Problem statement> Copy out each line containing "dark" from the entries below.

Image-backed grounding data>
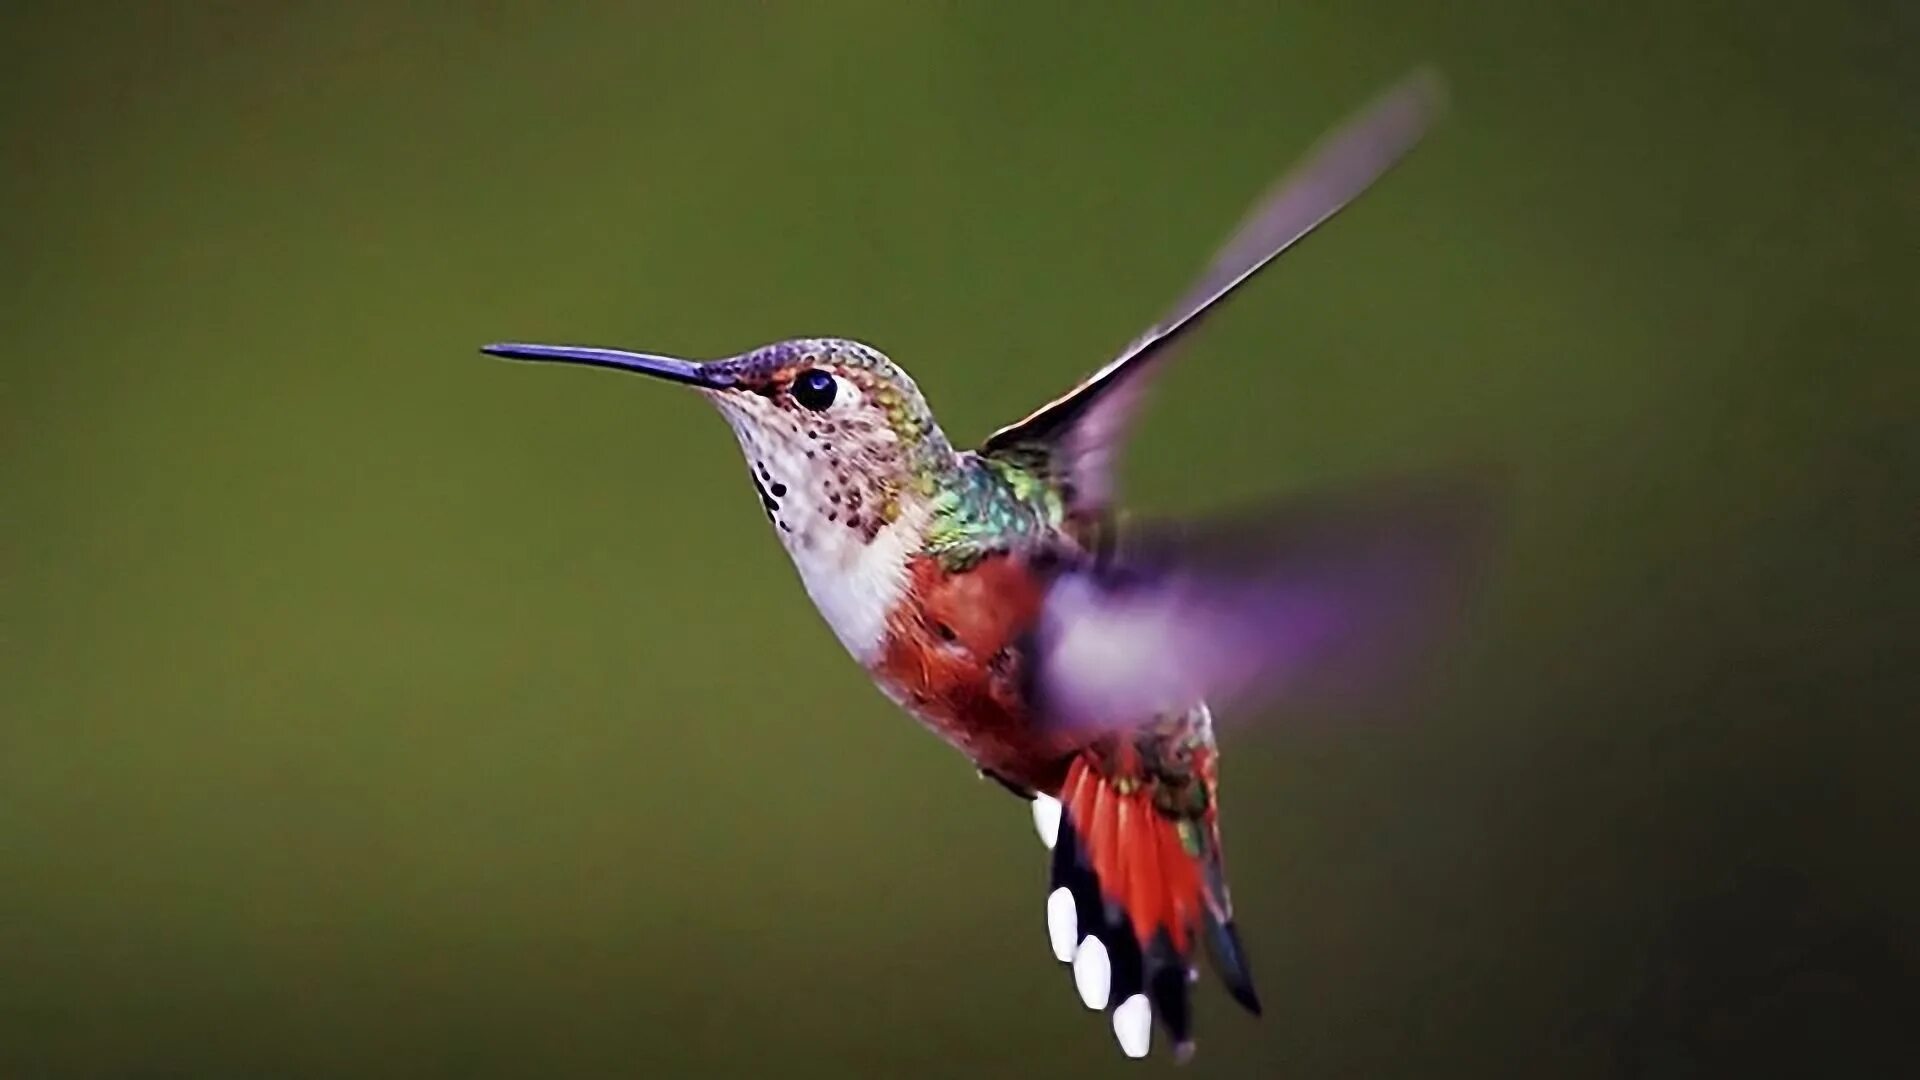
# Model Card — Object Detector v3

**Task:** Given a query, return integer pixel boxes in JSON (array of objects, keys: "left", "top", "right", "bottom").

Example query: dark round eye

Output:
[{"left": 791, "top": 368, "right": 838, "bottom": 411}]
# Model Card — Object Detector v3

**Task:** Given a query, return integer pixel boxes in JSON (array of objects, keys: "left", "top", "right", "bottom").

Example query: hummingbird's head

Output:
[{"left": 482, "top": 336, "right": 957, "bottom": 549}]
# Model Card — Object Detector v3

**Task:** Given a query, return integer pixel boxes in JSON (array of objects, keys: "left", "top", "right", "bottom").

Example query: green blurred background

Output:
[{"left": 5, "top": 2, "right": 1915, "bottom": 1076}]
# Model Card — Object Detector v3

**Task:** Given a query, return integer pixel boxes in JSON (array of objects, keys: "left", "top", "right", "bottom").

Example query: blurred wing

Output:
[
  {"left": 981, "top": 71, "right": 1446, "bottom": 514},
  {"left": 1026, "top": 474, "right": 1497, "bottom": 734}
]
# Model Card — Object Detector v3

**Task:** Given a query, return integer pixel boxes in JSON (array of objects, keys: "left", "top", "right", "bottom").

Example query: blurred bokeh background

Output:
[{"left": 5, "top": 2, "right": 1915, "bottom": 1076}]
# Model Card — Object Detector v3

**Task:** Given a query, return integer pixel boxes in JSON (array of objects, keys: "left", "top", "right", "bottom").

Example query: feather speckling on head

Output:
[{"left": 706, "top": 338, "right": 955, "bottom": 495}]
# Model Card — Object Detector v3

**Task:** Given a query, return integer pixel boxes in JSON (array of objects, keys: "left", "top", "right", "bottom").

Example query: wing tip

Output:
[{"left": 1399, "top": 65, "right": 1451, "bottom": 118}]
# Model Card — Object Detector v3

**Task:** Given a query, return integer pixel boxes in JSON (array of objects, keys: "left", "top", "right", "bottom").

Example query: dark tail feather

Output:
[{"left": 1205, "top": 910, "right": 1263, "bottom": 1016}]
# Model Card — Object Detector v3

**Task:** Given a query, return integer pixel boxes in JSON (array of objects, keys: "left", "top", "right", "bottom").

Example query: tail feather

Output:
[
  {"left": 1037, "top": 722, "right": 1257, "bottom": 1060},
  {"left": 1206, "top": 910, "right": 1263, "bottom": 1016}
]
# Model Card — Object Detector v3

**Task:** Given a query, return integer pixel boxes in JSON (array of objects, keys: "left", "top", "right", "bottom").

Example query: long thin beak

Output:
[{"left": 479, "top": 342, "right": 735, "bottom": 389}]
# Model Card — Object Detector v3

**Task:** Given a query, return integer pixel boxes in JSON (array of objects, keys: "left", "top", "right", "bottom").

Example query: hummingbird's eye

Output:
[{"left": 791, "top": 368, "right": 838, "bottom": 411}]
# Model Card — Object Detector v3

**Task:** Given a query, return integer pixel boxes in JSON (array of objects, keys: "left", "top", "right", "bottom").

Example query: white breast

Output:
[{"left": 783, "top": 508, "right": 919, "bottom": 665}]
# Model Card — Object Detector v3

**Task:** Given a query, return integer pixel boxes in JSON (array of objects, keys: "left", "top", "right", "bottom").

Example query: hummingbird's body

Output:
[
  {"left": 485, "top": 74, "right": 1483, "bottom": 1061},
  {"left": 694, "top": 338, "right": 1249, "bottom": 1056}
]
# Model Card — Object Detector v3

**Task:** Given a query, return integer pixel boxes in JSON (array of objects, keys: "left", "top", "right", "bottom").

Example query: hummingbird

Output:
[{"left": 484, "top": 72, "right": 1485, "bottom": 1061}]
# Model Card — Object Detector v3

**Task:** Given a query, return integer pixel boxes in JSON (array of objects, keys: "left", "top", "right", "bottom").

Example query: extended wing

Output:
[
  {"left": 1024, "top": 474, "right": 1496, "bottom": 735},
  {"left": 980, "top": 71, "right": 1445, "bottom": 518}
]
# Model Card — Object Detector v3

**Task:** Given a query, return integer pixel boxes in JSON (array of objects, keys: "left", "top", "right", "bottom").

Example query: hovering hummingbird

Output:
[{"left": 484, "top": 72, "right": 1485, "bottom": 1061}]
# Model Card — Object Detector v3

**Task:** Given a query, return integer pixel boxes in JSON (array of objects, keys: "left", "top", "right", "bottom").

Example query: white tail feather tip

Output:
[
  {"left": 1113, "top": 994, "right": 1152, "bottom": 1058},
  {"left": 1046, "top": 887, "right": 1078, "bottom": 963},
  {"left": 1031, "top": 794, "right": 1061, "bottom": 850},
  {"left": 1072, "top": 935, "right": 1111, "bottom": 1010}
]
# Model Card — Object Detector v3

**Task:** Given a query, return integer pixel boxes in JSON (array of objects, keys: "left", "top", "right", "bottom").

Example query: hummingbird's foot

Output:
[{"left": 976, "top": 767, "right": 1034, "bottom": 801}]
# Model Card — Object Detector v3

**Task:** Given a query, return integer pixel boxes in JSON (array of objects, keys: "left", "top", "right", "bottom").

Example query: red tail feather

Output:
[{"left": 1062, "top": 752, "right": 1207, "bottom": 952}]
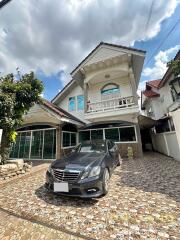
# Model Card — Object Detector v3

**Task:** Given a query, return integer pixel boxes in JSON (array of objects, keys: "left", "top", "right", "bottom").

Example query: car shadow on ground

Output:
[
  {"left": 35, "top": 185, "right": 98, "bottom": 207},
  {"left": 114, "top": 153, "right": 180, "bottom": 202}
]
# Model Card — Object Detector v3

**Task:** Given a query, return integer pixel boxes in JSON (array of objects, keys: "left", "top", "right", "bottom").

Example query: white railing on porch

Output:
[{"left": 86, "top": 96, "right": 135, "bottom": 113}]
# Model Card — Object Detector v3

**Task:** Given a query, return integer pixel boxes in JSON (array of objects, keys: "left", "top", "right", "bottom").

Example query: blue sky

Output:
[
  {"left": 37, "top": 3, "right": 180, "bottom": 100},
  {"left": 0, "top": 0, "right": 180, "bottom": 100}
]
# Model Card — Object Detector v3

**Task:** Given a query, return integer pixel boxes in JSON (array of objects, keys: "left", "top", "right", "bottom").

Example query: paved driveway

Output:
[{"left": 0, "top": 153, "right": 179, "bottom": 240}]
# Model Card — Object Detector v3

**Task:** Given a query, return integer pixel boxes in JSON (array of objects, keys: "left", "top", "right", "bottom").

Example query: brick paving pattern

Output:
[{"left": 0, "top": 152, "right": 179, "bottom": 239}]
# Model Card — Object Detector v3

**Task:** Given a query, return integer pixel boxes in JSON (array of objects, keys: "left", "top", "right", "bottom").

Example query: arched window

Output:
[{"left": 101, "top": 83, "right": 120, "bottom": 100}]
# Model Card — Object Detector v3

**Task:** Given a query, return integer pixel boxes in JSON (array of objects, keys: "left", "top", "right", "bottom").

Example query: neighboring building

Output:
[
  {"left": 10, "top": 42, "right": 146, "bottom": 160},
  {"left": 141, "top": 50, "right": 180, "bottom": 161}
]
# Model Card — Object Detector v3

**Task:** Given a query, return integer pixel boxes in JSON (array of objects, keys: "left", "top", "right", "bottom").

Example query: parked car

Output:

Finished task>
Example query: dark round eye
Example query: dark tail feather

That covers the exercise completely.